* MATERIAL FOR THIS TASK
------------------------------------------------

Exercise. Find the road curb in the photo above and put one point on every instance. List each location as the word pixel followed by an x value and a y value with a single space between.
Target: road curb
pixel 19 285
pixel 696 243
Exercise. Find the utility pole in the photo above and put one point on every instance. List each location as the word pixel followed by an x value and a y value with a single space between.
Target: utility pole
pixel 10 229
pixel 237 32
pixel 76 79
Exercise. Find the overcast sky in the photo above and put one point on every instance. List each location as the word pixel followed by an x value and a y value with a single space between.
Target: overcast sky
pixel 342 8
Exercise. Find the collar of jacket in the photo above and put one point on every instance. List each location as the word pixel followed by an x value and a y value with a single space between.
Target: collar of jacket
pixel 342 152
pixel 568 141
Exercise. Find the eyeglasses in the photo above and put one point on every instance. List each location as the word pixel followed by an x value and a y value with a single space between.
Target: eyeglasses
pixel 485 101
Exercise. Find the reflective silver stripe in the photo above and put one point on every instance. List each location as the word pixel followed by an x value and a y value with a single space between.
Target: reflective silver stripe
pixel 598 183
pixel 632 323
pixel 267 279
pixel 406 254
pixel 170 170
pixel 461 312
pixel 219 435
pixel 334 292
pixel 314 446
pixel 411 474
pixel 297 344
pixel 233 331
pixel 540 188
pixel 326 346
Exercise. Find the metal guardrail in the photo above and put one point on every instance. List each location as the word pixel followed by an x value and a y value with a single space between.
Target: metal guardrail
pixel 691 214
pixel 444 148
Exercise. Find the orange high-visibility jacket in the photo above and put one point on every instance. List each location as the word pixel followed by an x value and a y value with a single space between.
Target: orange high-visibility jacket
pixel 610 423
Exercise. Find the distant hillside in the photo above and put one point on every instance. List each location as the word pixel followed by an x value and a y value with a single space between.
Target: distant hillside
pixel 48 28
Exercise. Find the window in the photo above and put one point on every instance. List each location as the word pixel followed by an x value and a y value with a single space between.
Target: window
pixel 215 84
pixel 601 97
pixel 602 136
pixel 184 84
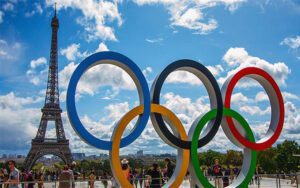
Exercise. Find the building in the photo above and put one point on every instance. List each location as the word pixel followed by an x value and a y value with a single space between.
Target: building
pixel 139 153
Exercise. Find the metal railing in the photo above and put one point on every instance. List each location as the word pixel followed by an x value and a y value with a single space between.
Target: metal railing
pixel 260 180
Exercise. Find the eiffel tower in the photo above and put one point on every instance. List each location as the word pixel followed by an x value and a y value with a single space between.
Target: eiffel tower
pixel 51 111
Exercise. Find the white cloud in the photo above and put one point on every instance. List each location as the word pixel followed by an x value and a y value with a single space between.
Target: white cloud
pixel 292 42
pixel 215 70
pixel 95 78
pixel 147 71
pixel 98 76
pixel 239 98
pixel 238 58
pixel 96 16
pixel 102 47
pixel 190 14
pixel 8 6
pixel 72 52
pixel 261 96
pixel 255 110
pixel 9 50
pixel 37 72
pixel 17 121
pixel 155 40
pixel 37 9
pixel 183 77
pixel 11 101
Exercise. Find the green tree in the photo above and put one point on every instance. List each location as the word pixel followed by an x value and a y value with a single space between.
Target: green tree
pixel 233 157
pixel 267 160
pixel 208 157
pixel 285 159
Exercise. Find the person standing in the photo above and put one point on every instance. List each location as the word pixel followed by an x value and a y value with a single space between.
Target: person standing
pixel 126 169
pixel 14 175
pixel 1 177
pixel 169 168
pixel 104 178
pixel 40 180
pixel 155 175
pixel 65 178
pixel 217 173
pixel 92 178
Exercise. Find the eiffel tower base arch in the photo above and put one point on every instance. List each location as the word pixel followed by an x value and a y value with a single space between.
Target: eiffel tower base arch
pixel 39 149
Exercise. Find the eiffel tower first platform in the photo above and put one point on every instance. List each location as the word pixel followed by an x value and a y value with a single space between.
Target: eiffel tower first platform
pixel 51 111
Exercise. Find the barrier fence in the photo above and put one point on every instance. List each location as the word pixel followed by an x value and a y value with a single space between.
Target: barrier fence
pixel 261 180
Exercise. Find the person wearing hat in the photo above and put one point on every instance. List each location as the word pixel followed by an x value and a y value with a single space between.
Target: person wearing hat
pixel 126 169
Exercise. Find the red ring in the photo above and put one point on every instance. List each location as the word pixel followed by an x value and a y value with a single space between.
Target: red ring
pixel 253 145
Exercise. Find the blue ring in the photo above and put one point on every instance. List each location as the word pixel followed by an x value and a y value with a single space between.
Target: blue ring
pixel 71 106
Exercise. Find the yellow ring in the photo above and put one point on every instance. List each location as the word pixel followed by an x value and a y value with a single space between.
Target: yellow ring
pixel 117 135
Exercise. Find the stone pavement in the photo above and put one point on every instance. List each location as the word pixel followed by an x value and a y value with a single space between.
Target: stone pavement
pixel 265 183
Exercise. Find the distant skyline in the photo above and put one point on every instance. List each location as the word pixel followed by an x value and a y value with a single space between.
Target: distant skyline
pixel 224 35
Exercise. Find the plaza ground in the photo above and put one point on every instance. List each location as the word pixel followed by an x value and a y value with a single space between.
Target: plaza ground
pixel 265 182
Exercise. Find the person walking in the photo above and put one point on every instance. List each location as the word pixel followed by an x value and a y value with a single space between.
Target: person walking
pixel 92 178
pixel 40 180
pixel 169 168
pixel 14 175
pixel 1 177
pixel 217 173
pixel 104 178
pixel 65 178
pixel 155 175
pixel 126 169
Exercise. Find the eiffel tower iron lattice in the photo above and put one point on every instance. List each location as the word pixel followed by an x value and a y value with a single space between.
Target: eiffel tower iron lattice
pixel 51 111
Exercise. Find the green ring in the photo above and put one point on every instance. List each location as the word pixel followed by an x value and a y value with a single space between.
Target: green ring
pixel 194 153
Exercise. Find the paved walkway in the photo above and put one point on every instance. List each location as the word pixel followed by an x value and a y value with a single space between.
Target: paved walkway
pixel 265 182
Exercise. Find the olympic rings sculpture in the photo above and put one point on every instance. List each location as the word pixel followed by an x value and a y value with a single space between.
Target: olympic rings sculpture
pixel 238 130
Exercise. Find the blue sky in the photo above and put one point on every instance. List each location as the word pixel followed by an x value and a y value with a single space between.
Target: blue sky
pixel 225 35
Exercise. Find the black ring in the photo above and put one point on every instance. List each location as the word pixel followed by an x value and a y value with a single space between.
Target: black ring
pixel 209 82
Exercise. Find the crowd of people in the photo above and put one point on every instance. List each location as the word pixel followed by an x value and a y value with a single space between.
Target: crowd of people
pixel 153 177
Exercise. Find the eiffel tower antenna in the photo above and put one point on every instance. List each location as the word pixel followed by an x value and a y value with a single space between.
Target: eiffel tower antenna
pixel 55 9
pixel 51 111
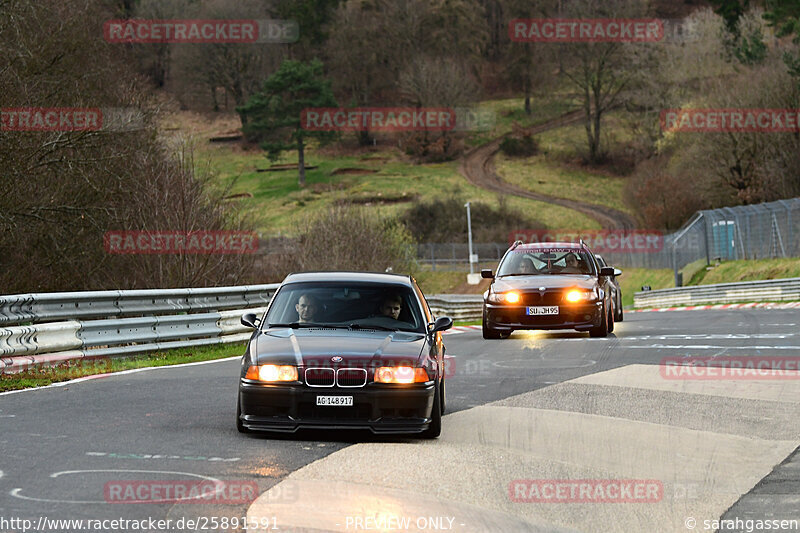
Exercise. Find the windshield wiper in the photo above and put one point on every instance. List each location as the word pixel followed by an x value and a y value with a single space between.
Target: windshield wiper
pixel 370 326
pixel 295 325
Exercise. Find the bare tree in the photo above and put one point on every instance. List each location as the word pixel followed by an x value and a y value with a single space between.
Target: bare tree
pixel 601 71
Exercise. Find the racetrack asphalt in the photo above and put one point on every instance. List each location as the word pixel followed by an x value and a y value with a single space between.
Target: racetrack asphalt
pixel 540 405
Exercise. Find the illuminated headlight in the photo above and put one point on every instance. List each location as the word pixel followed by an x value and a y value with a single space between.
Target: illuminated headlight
pixel 272 373
pixel 576 296
pixel 400 374
pixel 504 298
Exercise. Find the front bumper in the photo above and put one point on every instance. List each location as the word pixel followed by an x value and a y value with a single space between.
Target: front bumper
pixel 380 409
pixel 580 317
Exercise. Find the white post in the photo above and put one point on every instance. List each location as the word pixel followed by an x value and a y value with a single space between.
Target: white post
pixel 469 232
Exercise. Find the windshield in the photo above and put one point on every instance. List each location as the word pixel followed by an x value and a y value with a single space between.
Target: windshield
pixel 546 261
pixel 351 305
pixel 202 200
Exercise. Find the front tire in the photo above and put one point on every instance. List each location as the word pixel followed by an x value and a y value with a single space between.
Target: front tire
pixel 489 332
pixel 443 396
pixel 239 425
pixel 435 427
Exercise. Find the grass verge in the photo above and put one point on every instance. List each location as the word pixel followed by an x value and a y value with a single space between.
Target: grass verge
pixel 748 270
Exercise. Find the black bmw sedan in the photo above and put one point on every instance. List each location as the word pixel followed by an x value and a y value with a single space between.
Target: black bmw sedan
pixel 341 350
pixel 548 286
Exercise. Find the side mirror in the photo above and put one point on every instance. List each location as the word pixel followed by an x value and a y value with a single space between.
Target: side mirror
pixel 442 323
pixel 250 320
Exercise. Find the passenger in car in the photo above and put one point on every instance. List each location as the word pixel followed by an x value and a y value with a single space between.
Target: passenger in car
pixel 574 266
pixel 526 266
pixel 391 306
pixel 307 308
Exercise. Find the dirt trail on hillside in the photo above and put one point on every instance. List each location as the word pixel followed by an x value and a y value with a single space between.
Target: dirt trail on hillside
pixel 478 167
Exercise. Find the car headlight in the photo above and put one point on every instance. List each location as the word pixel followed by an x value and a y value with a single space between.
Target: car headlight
pixel 504 298
pixel 400 374
pixel 576 296
pixel 272 373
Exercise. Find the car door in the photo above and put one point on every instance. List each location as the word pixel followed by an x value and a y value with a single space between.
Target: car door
pixel 435 344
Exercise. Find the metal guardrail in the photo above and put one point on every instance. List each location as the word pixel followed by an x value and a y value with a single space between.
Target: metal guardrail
pixel 126 322
pixel 775 290
pixel 134 322
pixel 456 306
pixel 47 307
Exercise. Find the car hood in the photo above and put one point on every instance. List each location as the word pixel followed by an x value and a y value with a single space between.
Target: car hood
pixel 315 347
pixel 533 282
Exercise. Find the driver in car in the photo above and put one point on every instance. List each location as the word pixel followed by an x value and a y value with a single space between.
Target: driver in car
pixel 307 307
pixel 391 306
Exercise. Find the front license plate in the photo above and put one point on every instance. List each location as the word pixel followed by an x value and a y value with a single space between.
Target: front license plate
pixel 535 311
pixel 335 401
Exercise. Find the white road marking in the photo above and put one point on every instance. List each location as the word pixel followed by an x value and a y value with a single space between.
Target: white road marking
pixel 16 493
pixel 114 455
pixel 123 372
pixel 708 347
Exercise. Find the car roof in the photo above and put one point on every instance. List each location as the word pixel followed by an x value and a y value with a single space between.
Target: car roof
pixel 366 277
pixel 540 245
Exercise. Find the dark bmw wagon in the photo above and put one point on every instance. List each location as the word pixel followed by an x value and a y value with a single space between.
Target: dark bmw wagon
pixel 338 350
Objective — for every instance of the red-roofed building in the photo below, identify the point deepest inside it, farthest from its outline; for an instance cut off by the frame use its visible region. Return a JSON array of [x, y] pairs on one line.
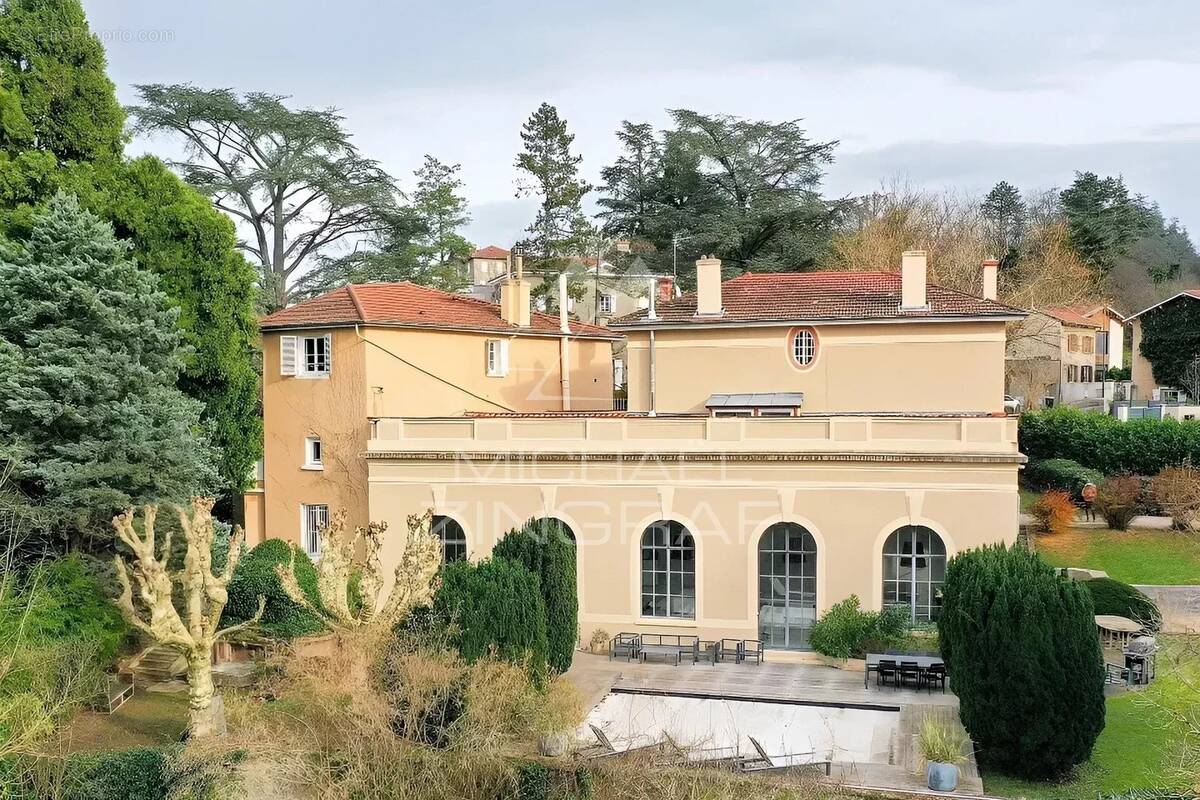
[[791, 440], [1150, 385]]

------------------------------------------------

Using the entries above, repeat only the lines from the one containing "Target: grass verge" through the one containing "Exercise. Find the dirt", end lines included.

* SOLUTION BELOW
Target: grass verge
pixel 748 270
Exercise. Find the black bmw sedan in the photo above and put one point on every instance. List each location as the word pixel followed by an x value and a y value with a single space between.
Target: black bmw sedan
pixel 341 350
pixel 548 286
Exercise. Find the side mirror in the photo above and put one point on every instance. List each location as the word pixel followed by an x value and a y value with a single space between.
Target: side mirror
pixel 442 323
pixel 250 320
Exercise. Find the passenger in car in the photo above and put one point on every instance. List each location as the word pixel followed by an x value and a y value with a single space between.
Target: passenger in car
pixel 574 266
pixel 526 266
pixel 391 306
pixel 307 308
Exercise. Find the dirt trail on hillside in the photo above and put one point on every instance. List each location as the word pixel followed by an x value and a y value with a single space between.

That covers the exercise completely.